Format the record lines from the one containing "Spot the squirrel's head" through the one containing "x=214, y=561", both included, as a Markdown table with the columns No. and Line. Number each row and leave out blank lines.
___ Material for this exercise ___
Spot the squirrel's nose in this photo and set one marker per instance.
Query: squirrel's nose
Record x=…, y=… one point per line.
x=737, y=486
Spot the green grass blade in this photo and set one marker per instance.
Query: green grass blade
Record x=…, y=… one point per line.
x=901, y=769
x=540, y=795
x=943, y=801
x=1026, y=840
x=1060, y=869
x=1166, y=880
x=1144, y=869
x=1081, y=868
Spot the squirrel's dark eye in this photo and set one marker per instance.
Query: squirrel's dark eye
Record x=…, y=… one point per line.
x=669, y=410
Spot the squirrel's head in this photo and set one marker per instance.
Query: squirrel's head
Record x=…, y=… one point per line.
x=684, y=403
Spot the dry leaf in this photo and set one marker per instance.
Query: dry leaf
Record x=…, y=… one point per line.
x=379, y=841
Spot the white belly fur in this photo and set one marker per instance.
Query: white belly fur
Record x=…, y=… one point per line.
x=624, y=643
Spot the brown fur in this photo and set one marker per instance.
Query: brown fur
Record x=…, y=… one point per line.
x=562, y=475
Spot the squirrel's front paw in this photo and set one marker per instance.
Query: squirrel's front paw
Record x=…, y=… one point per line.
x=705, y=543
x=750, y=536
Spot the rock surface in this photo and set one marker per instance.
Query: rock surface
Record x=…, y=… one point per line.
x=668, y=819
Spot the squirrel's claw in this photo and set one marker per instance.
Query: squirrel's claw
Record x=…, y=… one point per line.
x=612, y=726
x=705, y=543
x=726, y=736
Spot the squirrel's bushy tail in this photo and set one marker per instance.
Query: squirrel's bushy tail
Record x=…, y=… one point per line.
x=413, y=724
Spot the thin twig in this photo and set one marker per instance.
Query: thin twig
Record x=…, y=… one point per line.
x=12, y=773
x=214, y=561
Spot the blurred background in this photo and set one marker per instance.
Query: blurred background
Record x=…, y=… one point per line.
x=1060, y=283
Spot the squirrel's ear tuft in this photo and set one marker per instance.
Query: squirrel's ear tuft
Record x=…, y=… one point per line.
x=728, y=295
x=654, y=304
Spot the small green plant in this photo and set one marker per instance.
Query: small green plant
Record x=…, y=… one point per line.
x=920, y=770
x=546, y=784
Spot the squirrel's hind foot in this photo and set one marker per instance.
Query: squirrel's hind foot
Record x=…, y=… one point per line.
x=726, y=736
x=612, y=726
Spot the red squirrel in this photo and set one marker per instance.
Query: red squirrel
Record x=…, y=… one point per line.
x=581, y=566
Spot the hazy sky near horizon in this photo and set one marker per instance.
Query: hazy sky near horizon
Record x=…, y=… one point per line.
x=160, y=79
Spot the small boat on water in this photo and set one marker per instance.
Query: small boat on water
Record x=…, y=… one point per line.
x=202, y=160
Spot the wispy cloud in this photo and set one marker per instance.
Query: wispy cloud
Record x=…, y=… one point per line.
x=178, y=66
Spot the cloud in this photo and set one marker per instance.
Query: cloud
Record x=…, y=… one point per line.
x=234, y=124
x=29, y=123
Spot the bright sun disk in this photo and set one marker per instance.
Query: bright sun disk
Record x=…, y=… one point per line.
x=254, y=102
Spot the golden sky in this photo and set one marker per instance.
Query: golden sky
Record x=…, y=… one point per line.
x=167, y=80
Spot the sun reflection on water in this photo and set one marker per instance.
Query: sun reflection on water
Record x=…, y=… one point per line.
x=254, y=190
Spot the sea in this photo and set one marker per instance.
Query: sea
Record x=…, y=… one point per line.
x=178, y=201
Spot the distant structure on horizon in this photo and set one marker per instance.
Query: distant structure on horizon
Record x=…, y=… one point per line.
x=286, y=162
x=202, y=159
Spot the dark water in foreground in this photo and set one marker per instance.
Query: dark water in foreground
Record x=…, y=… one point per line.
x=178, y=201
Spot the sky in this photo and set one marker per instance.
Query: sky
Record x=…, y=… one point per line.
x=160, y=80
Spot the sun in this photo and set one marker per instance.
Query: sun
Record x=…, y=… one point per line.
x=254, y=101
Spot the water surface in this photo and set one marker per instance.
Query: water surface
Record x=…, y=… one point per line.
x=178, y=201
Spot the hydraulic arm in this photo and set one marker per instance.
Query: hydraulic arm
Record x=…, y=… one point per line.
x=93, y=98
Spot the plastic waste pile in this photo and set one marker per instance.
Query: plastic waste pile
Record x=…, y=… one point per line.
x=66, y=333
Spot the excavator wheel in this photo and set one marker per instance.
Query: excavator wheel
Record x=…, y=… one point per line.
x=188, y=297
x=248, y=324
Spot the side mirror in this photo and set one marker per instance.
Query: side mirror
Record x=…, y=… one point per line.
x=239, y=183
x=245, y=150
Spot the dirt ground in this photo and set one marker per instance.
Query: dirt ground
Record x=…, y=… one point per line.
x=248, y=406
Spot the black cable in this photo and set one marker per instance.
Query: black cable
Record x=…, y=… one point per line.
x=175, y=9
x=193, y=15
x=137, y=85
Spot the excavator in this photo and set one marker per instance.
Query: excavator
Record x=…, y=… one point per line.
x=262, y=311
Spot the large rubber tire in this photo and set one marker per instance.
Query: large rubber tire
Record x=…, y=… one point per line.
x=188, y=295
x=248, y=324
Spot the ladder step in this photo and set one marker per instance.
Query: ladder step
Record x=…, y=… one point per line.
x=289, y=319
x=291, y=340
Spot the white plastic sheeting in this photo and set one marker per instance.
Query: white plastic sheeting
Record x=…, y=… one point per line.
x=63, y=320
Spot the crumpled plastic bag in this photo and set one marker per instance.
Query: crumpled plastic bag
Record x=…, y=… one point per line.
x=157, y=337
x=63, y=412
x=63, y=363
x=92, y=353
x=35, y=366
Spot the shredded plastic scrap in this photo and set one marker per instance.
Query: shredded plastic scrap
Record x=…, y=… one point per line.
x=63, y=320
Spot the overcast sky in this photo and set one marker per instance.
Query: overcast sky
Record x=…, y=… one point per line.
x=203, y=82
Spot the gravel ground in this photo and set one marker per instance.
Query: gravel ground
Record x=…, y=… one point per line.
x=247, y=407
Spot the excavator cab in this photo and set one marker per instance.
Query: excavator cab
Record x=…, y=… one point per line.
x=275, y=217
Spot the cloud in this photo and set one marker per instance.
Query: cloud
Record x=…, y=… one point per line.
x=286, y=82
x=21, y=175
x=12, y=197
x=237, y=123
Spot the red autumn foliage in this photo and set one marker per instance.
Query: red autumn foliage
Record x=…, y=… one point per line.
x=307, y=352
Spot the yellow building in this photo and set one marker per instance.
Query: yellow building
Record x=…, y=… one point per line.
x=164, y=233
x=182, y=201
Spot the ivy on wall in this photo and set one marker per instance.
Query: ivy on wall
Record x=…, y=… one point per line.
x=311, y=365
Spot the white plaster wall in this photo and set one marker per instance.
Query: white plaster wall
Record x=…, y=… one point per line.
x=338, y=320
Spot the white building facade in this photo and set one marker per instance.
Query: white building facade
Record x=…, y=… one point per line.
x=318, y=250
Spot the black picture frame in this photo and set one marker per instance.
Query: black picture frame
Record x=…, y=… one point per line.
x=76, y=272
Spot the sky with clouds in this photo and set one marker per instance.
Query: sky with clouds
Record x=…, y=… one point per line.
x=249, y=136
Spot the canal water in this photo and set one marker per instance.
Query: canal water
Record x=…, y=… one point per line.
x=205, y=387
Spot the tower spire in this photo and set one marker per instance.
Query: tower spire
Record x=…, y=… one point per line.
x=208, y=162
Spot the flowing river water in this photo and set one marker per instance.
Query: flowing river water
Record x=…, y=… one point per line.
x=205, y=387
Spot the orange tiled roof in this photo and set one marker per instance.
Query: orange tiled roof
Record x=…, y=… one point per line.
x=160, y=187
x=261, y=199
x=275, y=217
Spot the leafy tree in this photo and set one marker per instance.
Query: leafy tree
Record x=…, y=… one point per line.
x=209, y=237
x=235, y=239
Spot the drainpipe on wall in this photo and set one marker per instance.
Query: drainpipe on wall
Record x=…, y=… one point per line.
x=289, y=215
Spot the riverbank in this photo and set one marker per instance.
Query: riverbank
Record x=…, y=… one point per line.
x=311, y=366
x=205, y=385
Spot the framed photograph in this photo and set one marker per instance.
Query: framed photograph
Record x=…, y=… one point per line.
___
Exercise output ::
| No. | Line |
|---|---|
| 1 | Spot the squirrel's head in this photo and set one marker per instance. |
| 2 | Query: squirrel's head |
| 3 | Record x=…, y=… one point per line. |
| 4 | x=684, y=403 |
| 5 | Spot the dry leaf in this photo and set one marker per instance. |
| 6 | Query: dry leaf |
| 7 | Record x=…, y=… one point per line. |
| 8 | x=379, y=841 |
| 9 | Spot the white belly fur in this photo and set one marker per instance. |
| 10 | Query: white belly fur |
| 11 | Record x=…, y=… one point per line. |
| 12 | x=624, y=643 |
| 13 | Spot the brown fur in this photo and set one marker per instance. |
| 14 | Query: brown fur |
| 15 | Record x=…, y=… one point per line. |
| 16 | x=562, y=475 |
| 17 | Spot the squirrel's front paw in this photo and set one marker per instance. |
| 18 | Query: squirrel's front paw |
| 19 | Record x=…, y=… one point per line. |
| 20 | x=705, y=543 |
| 21 | x=750, y=536 |
| 22 | Spot the rock surface in this photo and set one marker per instance. |
| 23 | Query: rock surface |
| 24 | Record x=…, y=… one point per line. |
| 25 | x=668, y=819 |
| 26 | Spot the squirrel's claw in this photo and set one marker per instance. |
| 27 | Query: squirrel's claw |
| 28 | Record x=…, y=… one point per line. |
| 29 | x=612, y=726 |
| 30 | x=705, y=543 |
| 31 | x=726, y=736 |
| 32 | Spot the squirrel's bushy tail in this photo and set one marker per instance. |
| 33 | Query: squirrel's bushy tail |
| 34 | Record x=…, y=… one point per line. |
| 35 | x=413, y=724 |
| 36 | Spot the thin twig in this photo and set one marker per instance. |
| 37 | Query: thin twig |
| 38 | Record x=…, y=… one point per line. |
| 39 | x=12, y=773 |
| 40 | x=214, y=561 |